• [GOAL] Output the data below as a CSV with the columns instruction and answer. Make one row per task line, putting the instruction text and its coordinates each in a single quoted field with line breaks replaced by spaces.

• [TASK DATA]
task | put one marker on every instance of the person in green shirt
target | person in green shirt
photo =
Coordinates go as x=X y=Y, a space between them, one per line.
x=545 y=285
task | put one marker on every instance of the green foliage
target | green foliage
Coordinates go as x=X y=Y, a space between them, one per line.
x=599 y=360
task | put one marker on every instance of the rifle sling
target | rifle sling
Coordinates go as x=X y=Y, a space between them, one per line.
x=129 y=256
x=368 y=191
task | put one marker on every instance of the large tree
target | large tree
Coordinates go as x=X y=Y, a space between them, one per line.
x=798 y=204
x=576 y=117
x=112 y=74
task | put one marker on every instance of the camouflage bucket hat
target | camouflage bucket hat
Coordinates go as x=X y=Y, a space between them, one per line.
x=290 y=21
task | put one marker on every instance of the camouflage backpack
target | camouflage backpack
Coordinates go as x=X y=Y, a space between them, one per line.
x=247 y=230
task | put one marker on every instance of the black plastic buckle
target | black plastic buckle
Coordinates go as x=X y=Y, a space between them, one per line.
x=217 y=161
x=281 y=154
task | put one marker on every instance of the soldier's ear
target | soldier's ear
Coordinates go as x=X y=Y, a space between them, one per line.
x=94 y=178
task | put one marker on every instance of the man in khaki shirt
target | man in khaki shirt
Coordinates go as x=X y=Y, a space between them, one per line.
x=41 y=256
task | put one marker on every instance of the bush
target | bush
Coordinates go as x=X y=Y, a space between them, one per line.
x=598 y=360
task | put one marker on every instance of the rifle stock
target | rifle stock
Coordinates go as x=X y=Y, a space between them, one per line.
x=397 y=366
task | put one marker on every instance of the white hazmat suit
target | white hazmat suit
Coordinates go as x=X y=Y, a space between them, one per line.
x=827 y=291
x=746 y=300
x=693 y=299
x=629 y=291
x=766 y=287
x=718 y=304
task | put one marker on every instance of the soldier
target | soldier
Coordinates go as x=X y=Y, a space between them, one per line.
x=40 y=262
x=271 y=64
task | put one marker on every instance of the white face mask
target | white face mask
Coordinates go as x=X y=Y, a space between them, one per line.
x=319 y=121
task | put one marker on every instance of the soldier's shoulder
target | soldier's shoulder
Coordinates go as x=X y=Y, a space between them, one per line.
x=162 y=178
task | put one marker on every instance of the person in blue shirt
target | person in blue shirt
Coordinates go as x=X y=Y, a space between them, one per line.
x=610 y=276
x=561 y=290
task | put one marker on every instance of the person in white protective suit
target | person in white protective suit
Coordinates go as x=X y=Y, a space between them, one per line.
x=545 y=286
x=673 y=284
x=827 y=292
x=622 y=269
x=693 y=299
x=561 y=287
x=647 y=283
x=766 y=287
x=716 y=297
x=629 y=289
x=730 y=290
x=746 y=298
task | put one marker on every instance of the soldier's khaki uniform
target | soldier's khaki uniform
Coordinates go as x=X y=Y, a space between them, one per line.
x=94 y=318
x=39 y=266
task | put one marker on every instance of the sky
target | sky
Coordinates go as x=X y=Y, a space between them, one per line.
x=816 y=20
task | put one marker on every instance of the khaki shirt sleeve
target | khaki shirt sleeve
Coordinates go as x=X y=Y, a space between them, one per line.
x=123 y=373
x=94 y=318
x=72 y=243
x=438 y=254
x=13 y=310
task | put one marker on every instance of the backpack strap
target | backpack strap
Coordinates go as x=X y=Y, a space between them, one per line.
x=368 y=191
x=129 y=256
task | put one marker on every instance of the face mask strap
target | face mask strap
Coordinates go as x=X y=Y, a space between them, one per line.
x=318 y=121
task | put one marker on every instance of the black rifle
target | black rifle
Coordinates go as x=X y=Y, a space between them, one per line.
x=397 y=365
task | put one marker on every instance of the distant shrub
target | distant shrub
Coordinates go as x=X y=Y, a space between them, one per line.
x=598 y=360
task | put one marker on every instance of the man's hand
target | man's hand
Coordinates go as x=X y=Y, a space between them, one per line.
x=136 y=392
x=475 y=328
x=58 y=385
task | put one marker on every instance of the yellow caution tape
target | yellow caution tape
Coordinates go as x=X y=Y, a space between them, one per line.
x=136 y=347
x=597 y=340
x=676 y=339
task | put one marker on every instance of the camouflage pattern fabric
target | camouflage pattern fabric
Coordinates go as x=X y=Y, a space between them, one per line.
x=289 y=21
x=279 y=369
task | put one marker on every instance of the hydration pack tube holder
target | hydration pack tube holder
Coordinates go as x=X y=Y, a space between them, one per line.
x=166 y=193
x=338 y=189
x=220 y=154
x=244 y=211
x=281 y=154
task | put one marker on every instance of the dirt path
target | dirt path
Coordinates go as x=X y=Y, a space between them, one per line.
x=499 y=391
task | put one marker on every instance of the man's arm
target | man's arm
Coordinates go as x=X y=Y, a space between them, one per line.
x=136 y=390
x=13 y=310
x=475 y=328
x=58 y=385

• [CORRECT ANSWER]
instruction,answer
"task | put one marker on every instance of the person in green shirt target | person in green shirt photo = Coordinates go as x=X y=Y, a space between them, one per line.","x=545 y=285"
"task | put one marker on every instance of the green foliage target | green foliage Coordinates go as x=X y=Y, a space between them, one per line.","x=599 y=360"
"task | put one marker on every instance of the rifle sling target | rifle sling Coordinates go as x=X y=Y, a space between them, one per line.","x=129 y=256 x=368 y=191"
"task | put one marker on every instance of the large tree target | large tree Coordinates go as x=X y=Y, a space between them, one per line.","x=798 y=204 x=576 y=117 x=112 y=74"
"task | put one marker on every instance of the camouflage bucket hat target | camouflage bucket hat Coordinates go as x=X y=Y, a space between them, one per line.","x=290 y=21"
"task | put one marker on every instance of the camouflage backpack target | camouflage backpack Coordinates go as x=X y=Y, a space between them, one per line.","x=247 y=230"
"task | put one marker on every instance of the black plastic buckle target | black plastic buckle Coordinates go as x=X y=Y, a space between them, one per line.","x=217 y=161 x=281 y=154"
"task | put one marker on every instance of the soldier's ear target | soldier's ear Coordinates go as x=X y=Y, a space between them, one per line.","x=94 y=178"
"task | put one marker on every instance of the man in khaki shirt target | man in khaki shirt Coordinates go as x=X y=Y, a space between them, one per line.","x=41 y=256"
"task | put one marker on every instance of the bush target | bush Coordinates go as x=X y=Y, a space between them, one per line.","x=598 y=360"
"task | put one marker on every instance of the rifle stock target | rifle stock Coordinates go as x=X y=Y, a space between them, one per line.","x=397 y=366"
"task | put one marker on every instance of the white hazmat suit target | white hazmat suit Coordinates go as x=X y=Y, a space between them, one per line.","x=827 y=291 x=746 y=300 x=693 y=299 x=629 y=291 x=766 y=287 x=718 y=304"
"task | put one marker on every instance of the soldier target | soldier Coordinates go as x=X y=Y, a space between them, one per line.","x=40 y=262 x=271 y=64"
"task | put one marker on every instance of the white face mask target | white face mask Coordinates go as x=X y=Y, a space between them, one per line.","x=319 y=121"
"task | put one marker on every instance of the soldier's shoulder target | soldier's shoulder Coordinates go as x=X y=Y, a space between them, one per line.","x=162 y=178"
"task | put one marker on every instance of the person in blue shirt target | person in blue shirt Coordinates go as x=X y=Y, a space between them, one per line.","x=610 y=276 x=561 y=290"
"task | put one marker on every instance of the person in white protective suit target | person in white protective suit Coordinates go as x=X y=Y, a space between them, one per line.","x=545 y=286 x=673 y=284 x=827 y=292 x=622 y=269 x=693 y=299 x=561 y=287 x=647 y=283 x=766 y=287 x=716 y=297 x=629 y=289 x=730 y=290 x=746 y=298"
"task | put one marker on every instance of the soldier's khaki uniform target | soldier's khaki uniform Coordinates go as x=X y=Y, a space between them, one per line.","x=94 y=318 x=39 y=266"
"task | put one marker on every instance of the sky target | sky Coordinates go as x=X y=Y, a space between them, one per line.","x=816 y=20"
"task | put one marker on every instance of the khaki shirt sleeve target | khaki shirt sleeve Coordinates go as x=X y=Y, a space between them, one per line.","x=123 y=373 x=94 y=318 x=72 y=243 x=438 y=254 x=13 y=310"
"task | put one marker on every instance of the backpack strap target | backpack strap Coordinates go as x=X y=Y, a space between them, one per line.","x=368 y=191 x=129 y=256"
"task | put one marker on every instance of the face mask strap target | face mask strap Coordinates go as x=X y=Y, a space between them, one per line.","x=318 y=121"
"task | put one marker on every instance of the black rifle target | black rifle Coordinates go as x=X y=Y, a space between them, one per line.","x=397 y=365"
"task | put one marker on every instance of the distant shrub target | distant shrub Coordinates go as x=X y=Y, a space between them, one per line.","x=598 y=360"
"task | put one marker on every instance of the man's hand target | man's hand Coordinates go as x=X y=Y, a space between them, one per line.","x=136 y=392 x=475 y=328 x=58 y=385"
"task | put one marker on every instance of the yellow caution tape target | yellow caution tape Coordinates go as x=X y=Y, a space between them, one per line.","x=136 y=347 x=597 y=340 x=676 y=339"
"task | put one marker on every instance of the camouflage pattern fabric target | camouflage pattern fabric Coordinates go as x=X y=Y, a space between them, one per line.","x=289 y=21 x=279 y=369"
"task | put one marker on every instance of the hydration pack tube holder target | hydration pack tube holder Coordinates go as x=X y=Y, a space between them, one per line.","x=166 y=193 x=338 y=189 x=220 y=154 x=244 y=211 x=281 y=154"
"task | put one marker on every instance of the dirt path target | dirt path Coordinates go as x=X y=Y, a space between them, one per line.","x=499 y=391"
"task | put one marker on every instance of the man's arm target | man's arm Coordinates go as x=X y=Y, a space between them, one per line.","x=136 y=390 x=13 y=310 x=475 y=328 x=58 y=385"